Task to carry out:
Change every "one per line" in the records to "each on its own line" and write the records out again, leaving everything else as it is.

*** Supplied information ***

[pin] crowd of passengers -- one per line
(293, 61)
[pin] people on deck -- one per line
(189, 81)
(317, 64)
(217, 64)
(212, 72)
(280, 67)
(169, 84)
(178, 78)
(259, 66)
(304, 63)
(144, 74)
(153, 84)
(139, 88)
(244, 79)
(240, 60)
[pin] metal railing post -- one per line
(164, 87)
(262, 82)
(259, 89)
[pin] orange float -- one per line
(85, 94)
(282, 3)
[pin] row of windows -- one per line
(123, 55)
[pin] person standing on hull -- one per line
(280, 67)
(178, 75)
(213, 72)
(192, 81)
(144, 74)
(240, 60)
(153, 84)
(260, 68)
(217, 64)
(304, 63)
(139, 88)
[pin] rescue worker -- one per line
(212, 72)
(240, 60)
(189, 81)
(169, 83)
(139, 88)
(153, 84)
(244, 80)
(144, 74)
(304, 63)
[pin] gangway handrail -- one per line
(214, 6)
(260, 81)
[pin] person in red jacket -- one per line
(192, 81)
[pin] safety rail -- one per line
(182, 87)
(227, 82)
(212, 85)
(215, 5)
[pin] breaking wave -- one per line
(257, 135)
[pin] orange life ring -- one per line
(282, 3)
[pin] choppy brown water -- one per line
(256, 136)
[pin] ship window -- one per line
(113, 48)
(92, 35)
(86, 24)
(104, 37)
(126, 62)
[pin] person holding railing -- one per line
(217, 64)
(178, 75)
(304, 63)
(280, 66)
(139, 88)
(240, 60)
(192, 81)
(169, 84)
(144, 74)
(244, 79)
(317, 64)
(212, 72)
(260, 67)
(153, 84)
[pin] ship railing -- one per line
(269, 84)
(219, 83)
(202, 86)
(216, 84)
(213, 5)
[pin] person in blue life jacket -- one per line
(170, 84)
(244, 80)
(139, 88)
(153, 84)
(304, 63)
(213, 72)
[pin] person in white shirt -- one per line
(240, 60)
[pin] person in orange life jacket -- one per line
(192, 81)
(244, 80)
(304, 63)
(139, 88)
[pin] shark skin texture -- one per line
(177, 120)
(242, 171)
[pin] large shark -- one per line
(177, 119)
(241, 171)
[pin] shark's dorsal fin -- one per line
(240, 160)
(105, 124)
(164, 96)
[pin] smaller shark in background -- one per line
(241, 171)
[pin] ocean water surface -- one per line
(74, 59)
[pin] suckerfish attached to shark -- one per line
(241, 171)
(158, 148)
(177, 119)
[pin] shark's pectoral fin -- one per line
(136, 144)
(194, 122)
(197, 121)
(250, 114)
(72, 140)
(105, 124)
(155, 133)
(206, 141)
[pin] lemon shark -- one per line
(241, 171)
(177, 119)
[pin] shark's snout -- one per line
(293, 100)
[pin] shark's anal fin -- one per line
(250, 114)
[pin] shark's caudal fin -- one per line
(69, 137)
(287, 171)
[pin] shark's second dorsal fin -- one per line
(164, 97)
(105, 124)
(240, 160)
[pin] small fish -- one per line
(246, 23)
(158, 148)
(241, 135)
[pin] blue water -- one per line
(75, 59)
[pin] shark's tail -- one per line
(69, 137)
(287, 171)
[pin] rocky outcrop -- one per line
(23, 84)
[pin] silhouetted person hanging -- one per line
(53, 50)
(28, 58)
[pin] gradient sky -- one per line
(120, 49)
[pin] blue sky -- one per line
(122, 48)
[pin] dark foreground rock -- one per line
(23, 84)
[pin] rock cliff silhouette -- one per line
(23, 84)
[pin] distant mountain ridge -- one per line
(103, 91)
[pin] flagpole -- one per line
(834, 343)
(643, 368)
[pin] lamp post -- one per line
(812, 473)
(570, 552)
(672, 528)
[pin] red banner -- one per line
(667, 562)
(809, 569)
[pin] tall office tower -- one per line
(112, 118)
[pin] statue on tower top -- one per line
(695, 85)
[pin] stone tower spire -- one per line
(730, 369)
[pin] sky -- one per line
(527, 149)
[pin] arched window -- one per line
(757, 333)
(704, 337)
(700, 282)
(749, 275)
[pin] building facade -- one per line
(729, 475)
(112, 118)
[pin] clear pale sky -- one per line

***

Solution:
[pin] crowd of passengers -- each on its own line
(293, 61)
[pin] people on deck -- each on its own line
(189, 81)
(317, 64)
(217, 64)
(212, 72)
(280, 67)
(169, 84)
(178, 78)
(259, 66)
(304, 63)
(144, 74)
(153, 84)
(139, 88)
(244, 79)
(240, 60)
[pin] metal railing post -- each on its own line
(164, 87)
(262, 82)
(259, 89)
[pin] orange float -- each on its own line
(85, 94)
(282, 3)
[pin] row of windows -- each on its own line
(123, 55)
[pin] person standing on hull -- each on its own line
(280, 67)
(178, 75)
(213, 72)
(192, 81)
(144, 74)
(240, 60)
(153, 84)
(260, 68)
(217, 64)
(304, 63)
(139, 88)
[pin] rescue worker -- each on its own line
(212, 72)
(240, 60)
(189, 81)
(169, 83)
(139, 88)
(153, 84)
(244, 80)
(144, 74)
(304, 63)
[pin] gangway handrail -- each on its own line
(214, 6)
(260, 81)
[pin] person in red jacket -- each on its own line
(192, 81)
[pin] safety rail -- each on its own line
(182, 87)
(227, 82)
(212, 85)
(215, 5)
[pin] breaking wave -- each on its own line
(257, 135)
[pin] orange life ring -- each on its own line
(282, 3)
[pin] choppy brown water -- each on its own line
(256, 136)
[pin] ship window -- each on its own line
(113, 48)
(92, 35)
(86, 24)
(104, 37)
(126, 62)
[pin] person holding railing -- each on its own line
(217, 64)
(178, 75)
(304, 63)
(280, 66)
(139, 88)
(240, 60)
(192, 81)
(169, 84)
(144, 74)
(244, 79)
(317, 64)
(212, 72)
(260, 67)
(153, 84)
[pin] ship railing -- each on its own line
(269, 84)
(219, 83)
(202, 86)
(216, 84)
(213, 5)
[pin] person in blue life jacket -- each on its own line
(170, 84)
(244, 80)
(139, 88)
(153, 84)
(304, 63)
(213, 72)
[pin] person in white shirt -- each on its own line
(240, 60)
[pin] person in orange life jacket -- each on its own line
(192, 81)
(244, 80)
(304, 63)
(139, 88)
[pin] shark skin texture -- each on its own line
(177, 120)
(242, 171)
[pin] large shark -- each on its own line
(177, 119)
(241, 171)
[pin] shark's dorsal fin -- each on its own line
(240, 160)
(105, 124)
(164, 96)
[pin] smaller shark in background -- each on its own line
(241, 171)
[pin] ocean water surface -- each on its own line
(74, 59)
[pin] suckerfish attached to shark -- each on its own line
(241, 171)
(158, 148)
(177, 119)
[pin] shark's pectoral fin -- each on its own line
(136, 144)
(194, 122)
(197, 121)
(250, 114)
(72, 140)
(105, 124)
(155, 133)
(206, 141)
[pin] lemon shark -- each on its own line
(241, 171)
(177, 119)
[pin] shark's snout -- each on its own line
(293, 100)
[pin] shark's anal fin -- each on its own line
(250, 114)
[pin] shark's caudal fin -- each on its own line
(69, 137)
(287, 171)
[pin] shark's second dorsal fin -- each on its own line
(164, 97)
(105, 124)
(240, 160)
[pin] small fish -- each on its own line
(246, 23)
(158, 148)
(241, 135)
[pin] blue water -- each on its own line
(75, 59)
[pin] shark's tail -- each on its own line
(69, 137)
(287, 171)
[pin] rocky outcrop -- each on its own line
(23, 84)
[pin] silhouetted person hanging -- each on its own line
(53, 50)
(28, 58)
[pin] gradient sky -- each on its own line
(120, 49)
[pin] blue sky -- each on its own line
(122, 48)
[pin] dark foreground rock -- each on its own line
(23, 84)
[pin] rock cliff silhouette -- each on its own line
(23, 84)
[pin] distant mountain ridge -- each on its own line
(103, 91)
[pin] flagpole -- each on its own line
(834, 343)
(643, 368)
[pin] lamp post -- each on its own line
(812, 473)
(570, 552)
(672, 528)
[pin] red banner -- each on its own line
(667, 562)
(809, 569)
[pin] tall office tower -- each on its own line
(112, 118)
[pin] statue on tower top -- each on its own line
(695, 85)
[pin] stone tower spire -- each on its own line
(730, 369)
[pin] sky -- each on its own line
(527, 149)
[pin] arched window -- each on its own line
(757, 333)
(704, 337)
(700, 282)
(749, 275)
[pin] building facade -- each on its own line
(729, 475)
(112, 118)
[pin] clear pale sky -- each on its own line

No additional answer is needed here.